= To be done =
Convert the items below into a Markdown table with two columns, n for the row number and Line for the text of each line. Leave out any blank lines.
Begin Records supplied
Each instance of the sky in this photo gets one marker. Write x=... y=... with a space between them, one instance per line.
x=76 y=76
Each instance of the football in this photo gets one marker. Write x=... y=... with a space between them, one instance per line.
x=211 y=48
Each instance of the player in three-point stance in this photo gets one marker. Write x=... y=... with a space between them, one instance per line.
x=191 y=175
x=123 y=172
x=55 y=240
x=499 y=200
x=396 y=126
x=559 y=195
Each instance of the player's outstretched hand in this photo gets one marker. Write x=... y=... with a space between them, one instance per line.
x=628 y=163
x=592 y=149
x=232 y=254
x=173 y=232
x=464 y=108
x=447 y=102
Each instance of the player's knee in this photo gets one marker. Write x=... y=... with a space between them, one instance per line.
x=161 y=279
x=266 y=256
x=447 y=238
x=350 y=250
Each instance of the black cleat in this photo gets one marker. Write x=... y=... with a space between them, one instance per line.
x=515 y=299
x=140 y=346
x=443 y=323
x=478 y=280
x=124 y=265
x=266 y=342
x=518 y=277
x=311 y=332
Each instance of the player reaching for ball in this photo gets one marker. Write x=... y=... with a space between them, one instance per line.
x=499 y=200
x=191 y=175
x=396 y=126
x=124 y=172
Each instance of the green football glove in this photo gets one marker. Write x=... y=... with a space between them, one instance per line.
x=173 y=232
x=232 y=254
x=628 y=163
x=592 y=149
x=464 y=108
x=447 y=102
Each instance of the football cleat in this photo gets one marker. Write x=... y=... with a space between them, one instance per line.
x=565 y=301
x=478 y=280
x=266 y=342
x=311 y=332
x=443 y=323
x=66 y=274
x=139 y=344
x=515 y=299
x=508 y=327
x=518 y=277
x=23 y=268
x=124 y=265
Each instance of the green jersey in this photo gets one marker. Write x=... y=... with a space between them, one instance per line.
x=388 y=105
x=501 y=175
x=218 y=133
End Records supplied
= Response to this task =
| n | Line |
|---|---|
| 1 | Each instance of the sky in this photo gets one marker. Write x=... y=... with a space between them, one instance per line. |
| 2 | x=76 y=76 |
| 3 | Each instance of the football in this photo gets one marker. Write x=... y=... with a space between them, one instance per line. |
| 4 | x=211 y=48 |
| 5 | Each instance of the player in three-point stance in this photo gets one marker. Write x=... y=... with a space between them, one instance per line. |
| 6 | x=191 y=175 |
| 7 | x=123 y=172 |
| 8 | x=55 y=240 |
| 9 | x=499 y=200 |
| 10 | x=396 y=126 |
| 11 | x=559 y=195 |
| 12 | Each instance of the player's outstretched hand in this photo gets one marker. Write x=... y=... with a space between them, one instance per line. |
| 13 | x=628 y=163 |
| 14 | x=592 y=149 |
| 15 | x=232 y=254 |
| 16 | x=173 y=232 |
| 17 | x=464 y=108 |
| 18 | x=447 y=102 |
| 19 | Each instance of the player's knee in this photo gets one marker. Write x=... y=... with a space between them, one instance per line. |
| 20 | x=161 y=279 |
| 21 | x=266 y=256 |
| 22 | x=447 y=238 |
| 23 | x=350 y=250 |
| 24 | Each instance of the black cleat in this photo gets one marker. Write x=... y=... with a space between them, one instance per line. |
| 25 | x=515 y=299 |
| 26 | x=140 y=346 |
| 27 | x=443 y=323 |
| 28 | x=478 y=280 |
| 29 | x=124 y=265 |
| 30 | x=266 y=342 |
| 31 | x=518 y=277 |
| 32 | x=311 y=332 |
| 33 | Each instance of the player reaching for ball in this photo gets one marker. Write x=... y=... with a space between them, one instance per line. |
| 34 | x=499 y=200 |
| 35 | x=191 y=175 |
| 36 | x=396 y=126 |
| 37 | x=124 y=172 |
| 38 | Each instance of the green football glove in this photo gets one marker. Write x=... y=... with a space between them, one instance per line. |
| 39 | x=173 y=232 |
| 40 | x=232 y=254 |
| 41 | x=628 y=163 |
| 42 | x=592 y=149 |
| 43 | x=464 y=108 |
| 44 | x=447 y=102 |
| 45 | Each instance of the football cleat in this photo gets one marker. Write x=... y=... with a space between them, one instance per line. |
| 46 | x=565 y=301 |
| 47 | x=478 y=280 |
| 48 | x=266 y=342 |
| 49 | x=311 y=332 |
| 50 | x=443 y=323 |
| 51 | x=66 y=274 |
| 52 | x=139 y=344 |
| 53 | x=515 y=299 |
| 54 | x=508 y=327 |
| 55 | x=518 y=277 |
| 56 | x=23 y=268 |
| 57 | x=124 y=265 |
| 58 | Each instance of the green jersey in this photo gets one marker. Write x=... y=... with a space between them, one instance per line. |
| 59 | x=388 y=105 |
| 60 | x=501 y=175 |
| 61 | x=218 y=133 |